## [Exercise directions]
In the study text, which software was used to store and analyze the data?

Data was stored and analysed using SPSS 15. Mean + standard deviation was calculated for age and haemoglobin alpha 2 level (HbA2) levels of all the subjects.


Results

Of the 98 subjects, 57(58.2%) were male and 41(41.8%) were female. Mean age of males was 10.85±6.83 years and that of females was 12.04±7.02 years (overall range: 0.5-25 years). Mean HbA2 of males was 3.98±1.56 and of females it was 4.02±1.48. Overall, 57(58.2%) had b-thalassemia trait with elevated HbA2 level, and 41(41.8%) had normal level. Patients with consanguineous parents were 55(56.1%) with mean age of 11.49±7.66 years and those having marriage with distant relatives were 29(29.6%) with mean age of 11.76±5.2 years. The mean HbA2% of consanguineous marriage was 3.83±1.60 and for distant relatives 4.41±1.39. The mean age of carriers was 11.65±6.25 years and of normal patients it was 10.93±7.75 years. The mean for HbA2% of carriers was 5.2±0.56 and of normal subjects it was 2.34±0.57.


Out of the 57 carriers, 33(57.89%) were males and 24(42.10%) were females.

## [Supplied material]
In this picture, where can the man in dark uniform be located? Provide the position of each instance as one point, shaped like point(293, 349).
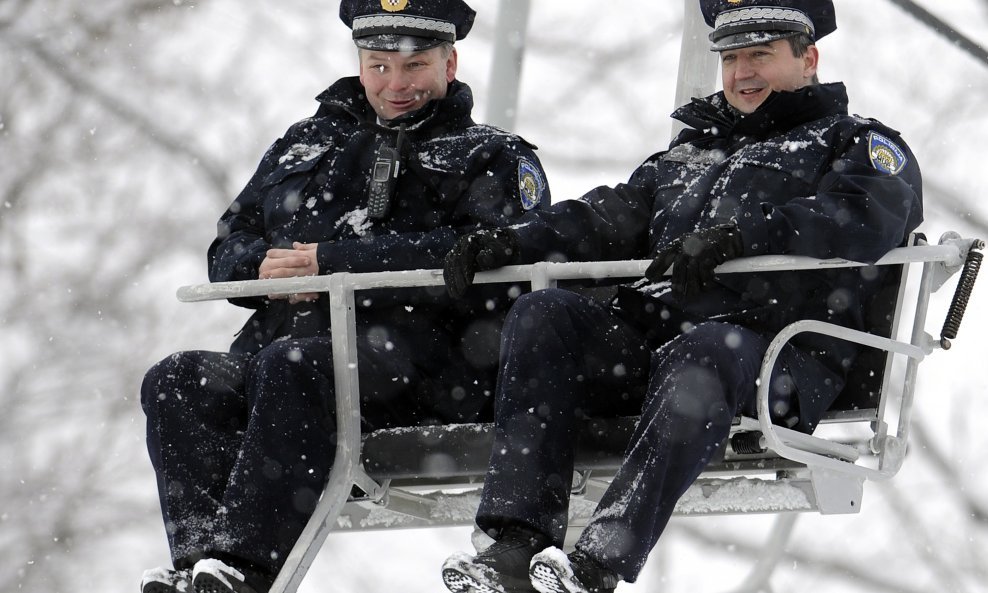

## [Task output]
SPSS 15